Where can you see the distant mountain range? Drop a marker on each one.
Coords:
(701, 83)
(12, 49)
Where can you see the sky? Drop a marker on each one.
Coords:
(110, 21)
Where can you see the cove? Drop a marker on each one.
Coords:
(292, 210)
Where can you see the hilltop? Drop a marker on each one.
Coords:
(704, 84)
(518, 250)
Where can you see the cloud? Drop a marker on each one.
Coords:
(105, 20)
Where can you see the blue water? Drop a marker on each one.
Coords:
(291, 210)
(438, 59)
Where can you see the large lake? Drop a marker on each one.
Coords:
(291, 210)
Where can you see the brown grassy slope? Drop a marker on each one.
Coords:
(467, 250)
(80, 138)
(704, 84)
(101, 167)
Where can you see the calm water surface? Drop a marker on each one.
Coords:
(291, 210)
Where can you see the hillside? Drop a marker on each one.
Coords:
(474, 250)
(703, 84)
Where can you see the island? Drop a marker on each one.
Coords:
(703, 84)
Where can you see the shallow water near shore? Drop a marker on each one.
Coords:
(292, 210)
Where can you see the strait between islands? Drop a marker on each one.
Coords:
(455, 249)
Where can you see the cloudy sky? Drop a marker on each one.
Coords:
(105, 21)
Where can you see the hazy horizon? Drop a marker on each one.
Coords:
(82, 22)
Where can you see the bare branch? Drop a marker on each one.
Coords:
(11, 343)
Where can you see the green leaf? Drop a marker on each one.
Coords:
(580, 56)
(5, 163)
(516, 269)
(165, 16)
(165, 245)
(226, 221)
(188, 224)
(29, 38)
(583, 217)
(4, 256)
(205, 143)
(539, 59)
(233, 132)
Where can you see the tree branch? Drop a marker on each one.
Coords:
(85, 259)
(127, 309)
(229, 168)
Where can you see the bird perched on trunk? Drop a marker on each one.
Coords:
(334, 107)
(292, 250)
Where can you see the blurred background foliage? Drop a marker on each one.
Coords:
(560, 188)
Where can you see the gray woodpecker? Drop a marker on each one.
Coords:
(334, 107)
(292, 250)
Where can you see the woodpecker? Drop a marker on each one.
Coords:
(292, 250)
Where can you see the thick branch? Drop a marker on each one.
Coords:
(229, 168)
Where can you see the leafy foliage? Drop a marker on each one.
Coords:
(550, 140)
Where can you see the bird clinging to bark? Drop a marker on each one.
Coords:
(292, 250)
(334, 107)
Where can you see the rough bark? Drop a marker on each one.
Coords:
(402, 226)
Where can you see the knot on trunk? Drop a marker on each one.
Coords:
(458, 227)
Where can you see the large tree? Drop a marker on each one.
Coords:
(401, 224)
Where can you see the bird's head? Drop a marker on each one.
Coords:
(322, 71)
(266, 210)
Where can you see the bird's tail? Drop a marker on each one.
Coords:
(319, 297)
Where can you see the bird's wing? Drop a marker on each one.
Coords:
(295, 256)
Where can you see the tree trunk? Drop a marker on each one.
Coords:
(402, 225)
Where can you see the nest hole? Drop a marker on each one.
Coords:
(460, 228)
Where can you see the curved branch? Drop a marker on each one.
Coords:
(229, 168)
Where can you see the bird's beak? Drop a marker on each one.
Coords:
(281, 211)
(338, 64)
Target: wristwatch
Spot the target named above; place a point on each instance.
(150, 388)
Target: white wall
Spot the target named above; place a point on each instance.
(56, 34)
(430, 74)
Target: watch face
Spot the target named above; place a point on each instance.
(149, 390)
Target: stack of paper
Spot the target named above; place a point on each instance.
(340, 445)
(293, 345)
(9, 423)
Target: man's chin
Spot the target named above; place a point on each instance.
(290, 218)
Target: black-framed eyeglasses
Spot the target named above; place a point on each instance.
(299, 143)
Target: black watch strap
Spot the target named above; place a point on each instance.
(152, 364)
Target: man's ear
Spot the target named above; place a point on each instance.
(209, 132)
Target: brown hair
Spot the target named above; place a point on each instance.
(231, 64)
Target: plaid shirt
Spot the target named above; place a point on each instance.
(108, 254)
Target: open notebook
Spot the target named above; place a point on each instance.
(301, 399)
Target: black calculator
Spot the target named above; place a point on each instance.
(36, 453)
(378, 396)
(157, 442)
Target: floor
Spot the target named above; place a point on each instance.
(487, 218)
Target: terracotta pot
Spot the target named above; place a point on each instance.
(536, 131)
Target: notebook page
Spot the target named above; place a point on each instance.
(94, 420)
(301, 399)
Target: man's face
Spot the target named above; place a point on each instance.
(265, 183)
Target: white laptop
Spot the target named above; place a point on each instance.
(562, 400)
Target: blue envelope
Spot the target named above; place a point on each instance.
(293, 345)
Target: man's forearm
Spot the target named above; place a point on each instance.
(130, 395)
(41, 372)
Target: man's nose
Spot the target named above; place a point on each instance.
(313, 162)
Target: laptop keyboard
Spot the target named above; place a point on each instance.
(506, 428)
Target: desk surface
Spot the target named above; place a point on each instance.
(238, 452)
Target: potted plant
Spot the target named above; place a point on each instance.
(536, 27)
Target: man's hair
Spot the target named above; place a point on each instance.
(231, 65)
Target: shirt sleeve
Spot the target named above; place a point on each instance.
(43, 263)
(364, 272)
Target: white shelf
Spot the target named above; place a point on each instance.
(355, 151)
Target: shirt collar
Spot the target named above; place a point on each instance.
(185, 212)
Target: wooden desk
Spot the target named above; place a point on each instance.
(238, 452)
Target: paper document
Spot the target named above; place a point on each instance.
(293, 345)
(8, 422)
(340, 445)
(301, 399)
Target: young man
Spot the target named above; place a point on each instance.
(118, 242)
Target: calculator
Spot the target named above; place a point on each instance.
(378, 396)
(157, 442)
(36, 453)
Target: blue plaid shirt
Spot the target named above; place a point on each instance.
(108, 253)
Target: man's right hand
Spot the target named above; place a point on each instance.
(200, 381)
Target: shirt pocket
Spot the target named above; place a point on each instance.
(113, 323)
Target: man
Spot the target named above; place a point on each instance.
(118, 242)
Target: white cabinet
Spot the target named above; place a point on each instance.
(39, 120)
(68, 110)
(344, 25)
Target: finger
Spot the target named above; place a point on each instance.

_Task objective_.
All the data is to be copied over exactly as it stands.

_Task result_.
Where can you see the distant mountain range? Drop a marker on each one.
Coords:
(701, 83)
(12, 49)
Where can you see the sky? Drop a marker on each one.
Coords:
(110, 21)
Where can you see the cove? Drop a marker on each one.
Coords:
(292, 210)
Where can you see the hilltop? Drop a marker on each one.
Coords:
(704, 84)
(518, 250)
Where can you see the cloud? Drop a marker on each one.
Coords:
(105, 20)
Where can you see the blue water? Drop a marker on each one.
Coords:
(291, 210)
(438, 59)
Where can you see the large lake? Drop a marker on each one.
Coords:
(291, 210)
Where can you see the brown grassy slope? Drop a marker on each one.
Coords:
(467, 250)
(80, 138)
(704, 84)
(101, 167)
Where can you see the calm water surface? Drop a marker on each one.
Coords:
(291, 210)
Where can you see the hillside? Drop a marker on each one.
Coords:
(474, 250)
(703, 84)
Where can you see the island? Drop a marker on each one.
Coords:
(703, 84)
Where can you see the shallow water near shore? Drop a marker on each one.
Coords:
(292, 210)
Where can you see the strait between islands? Drop a marker on each one.
Coords:
(455, 249)
Where can you see the cloudy sky? Drop a marker on each one.
Coords:
(105, 21)
Where can you see the hazy horizon? Drop a marker on each one.
Coords:
(82, 22)
Where can you see the bare branch? Drop a marker on each one.
Coords:
(11, 343)
Where can you see the green leaf? Drop a marker on each one.
Coords:
(580, 56)
(5, 163)
(516, 269)
(165, 16)
(165, 245)
(226, 221)
(188, 224)
(29, 38)
(583, 217)
(4, 256)
(205, 143)
(539, 59)
(233, 132)
Where can you see the tree branch? Drop a marker on each one.
Coords:
(85, 259)
(127, 309)
(229, 168)
Where can you see the bird perched on trunk? Drop a marker on each one.
Coords:
(334, 107)
(292, 250)
Where can you see the blurred background foliage? Drop a marker on each one.
Coords:
(560, 188)
Where can you see the gray woodpecker? Drop a marker on each one.
Coords:
(334, 107)
(292, 250)
Where can you see the woodpecker? Drop a marker on each one.
Coords:
(292, 250)
Where can you see the thick branch? Drop a marker on each one.
Coords:
(229, 168)
Where can you see the leafy foliage? Drop a marker on each one.
Coords:
(550, 140)
Where can you see the bird clinging to bark? Drop a marker on each one.
Coords:
(292, 250)
(334, 107)
Where can you see the rough bark? Drop a marker on each one.
Coords:
(402, 226)
Where can you see the knot on trunk? Drop a marker on each one.
Coords:
(458, 227)
Where can you see the large tree? Drop a marker on each one.
Coords:
(401, 224)
Where can you see the bird's head? Drop a marker on each one.
Coords:
(322, 71)
(266, 210)
Where can you see the bird's tail? Drop a marker on each one.
Coords:
(319, 297)
Where can you see the bird's wing? Drop a marker on each one.
Coords:
(295, 256)
Where can you see the tree trunk? Drop a marker on each one.
Coords:
(402, 225)
Where can you see the nest hole? Drop a marker on each one.
Coords:
(460, 228)
Where can you see the curved branch? Drop a marker on each one.
Coords:
(229, 168)
Where can you see the bird's beak? Drop a marker on each one.
Coords:
(281, 211)
(338, 64)
Target: wristwatch
Spot the target named above; place a point on each instance.
(150, 388)
Target: white wall
Spot the target named above; place a point on each instance.
(56, 34)
(430, 74)
Target: watch face
Spot the target named above; place a point on each instance.
(149, 390)
Target: stack of paper
Spot the target named above; place a point on each instance.
(340, 445)
(293, 345)
(9, 423)
Target: man's chin
Spot the target named above; place a point on each instance.
(290, 218)
Target: black-framed eyeglasses
Spot the target named above; place a point on each instance.
(299, 143)
Target: black watch strap
Spot the target named above; place a point on each instance.
(152, 364)
Target: man's ear
Spot the target named above; place a point on each instance.
(209, 132)
Target: brown hair
Spot the target named above; place a point on each instance.
(231, 64)
Target: plaid shirt
Spot the target named above; place a point on each instance.
(108, 254)
Target: open notebook
Spot the target named above; place a point on each instance.
(301, 399)
Target: black calculator
Spot the target named above; place a point on each instance.
(36, 453)
(378, 396)
(157, 442)
Target: floor
Spot the target named above; place a point on each instance.
(487, 218)
Target: terracotta pot
Spot the target named above; place a point on each instance.
(536, 131)
Target: notebook page
Spot the target named above; place a point on each instance.
(94, 420)
(301, 399)
Target: man's face
Spot the target named above; place a point on each instance.
(265, 183)
Target: white laptop
Spot the target named above; place a point on each instance.
(562, 400)
Target: blue envelope
Spot the target named above; place a point on each instance.
(293, 345)
Target: man's forearm
Spot the target named above; place a point on each instance.
(130, 395)
(41, 372)
Target: man's nose
Spot the target named above; place a point on each instance.
(313, 162)
Target: laptop keyboard
Spot the target named above; place a point on each instance.
(506, 428)
Target: desk surface
Spot the target named above; place a point on each instance.
(238, 452)
Target: potted plant
Spot the target named above; place a point on each instance.
(536, 27)
Target: man's hair
Spot the target named above; place a point on each instance.
(231, 65)
Target: shirt sleeve
Spot the target named above; place a point on each instance.
(43, 263)
(364, 272)
Target: white shelf
Spot the target named above; place a point on each instance.
(355, 151)
Target: shirt collar
Spot the target named above; place a point on each instance.
(185, 212)
Target: wooden desk
Spot the target named above; place a point on each instance.
(238, 452)
Target: paper document
Spot the target named above; place a point on each instance.
(293, 345)
(8, 422)
(340, 445)
(301, 399)
Target: young man
Spot the target named above; place a point on each instance.
(118, 242)
Target: calculator
Spot the target named above; place a point on each instance.
(378, 396)
(157, 442)
(36, 453)
Target: blue plaid shirt
Spot the target named above; place a point on each instance.
(108, 253)
Target: man's right hand
Spot the target named above; place a point on each instance.
(200, 381)
Target: shirt pocket
Spot the target named above; place a point on each instance.
(113, 323)
Target: man
Spot the target named above; place a point on each instance.
(118, 242)
Target: white cabinet
Spot the target named above; place a point on each instance.
(39, 120)
(68, 110)
(344, 25)
Target: finger
Spot the target named above; place a point on each instance.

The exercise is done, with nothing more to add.